— begin Extracted text —

Unlike the money being earmarked for Ukraine and various humanitarian initiatives, the funding for Israel in this bill is at least focused on military aid that is in America’s security interests, albeit on a much smaller scale. The supplemental would also loosen existing requirements about the transfer of weapons to Israel, allowing the Pentagon to send all categories of defense articles—including new defense articles, not just old or obsolete equipment—and shortening the time for the notice the President must provide Congress before transferring weapons to Israel. However, it is likely that U.S. taxpayer-funded humanitarian aid to Gaza, including some of the aid in this bill, would again be diverted to support further Hamas attacks on Israel.

Key Takeaways

Unlike the money earmarked for Ukraine, the funding for Israel in this bill at least focuses on military aid in the security interests of the United States.

The problem of aid diversion to Hamas and other terrorist groups plagues all international and nongovernmental aid organizations operating in Gaza.

U.S. taxpayer-funded humanitarian aid to Gaza, including some of the aid in this bill, is very likely to be diverted to support further Hamas attacks on Israel.

 

The Issue

Unlike the money being earmarked for Ukraine and various humanitarian initiatives, the funding for Israel in this bill is at least focused on military aid that is in the security interests of the United States, albeit on a much smaller scale.

— end Extracted text —
— begin Exercise data —

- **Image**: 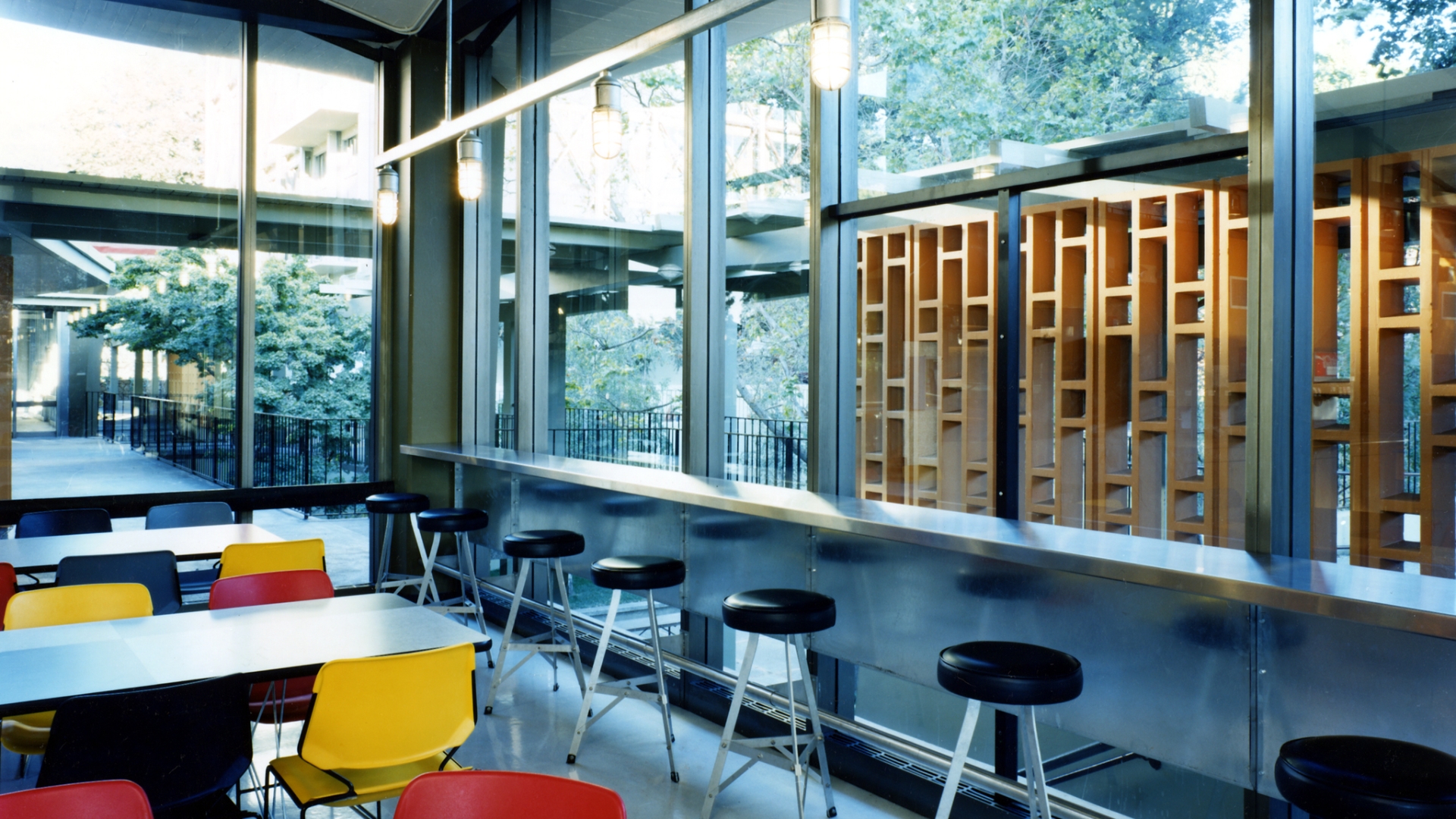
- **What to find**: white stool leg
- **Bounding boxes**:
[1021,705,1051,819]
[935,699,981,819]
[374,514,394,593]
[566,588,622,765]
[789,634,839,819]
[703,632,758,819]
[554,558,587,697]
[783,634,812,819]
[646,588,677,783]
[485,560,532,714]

— end Exercise data —

_Written problem 1:_ Transcribe the passage on the supplemental funding bill, starting with "Key Takeaways" and going on through "operating in Gaza.".
_Written problem 2:_ Restate the listing above word for word, leaving the pictures out of your answer.

_Complete answer 1:_
Key Takeaways

Unlike the money earmarked for Ukraine, the funding for Israel in this bill at least focuses on military aid in the security interests of the United States.

The problem of aid diversion to Hamas and other terrorist groups plagues all international and nongovernmental aid organizations operating in Gaza.

_Complete answer 2:_
- **Image**: 
- **What to find**: white stool leg
- **Bounding boxes**:
[1021,705,1051,819]
[935,699,981,819]
[374,514,394,593]
[566,588,622,765]
[789,634,839,819]
[703,632,758,819]
[554,558,587,697]
[783,634,812,819]
[646,588,677,783]
[485,560,532,714]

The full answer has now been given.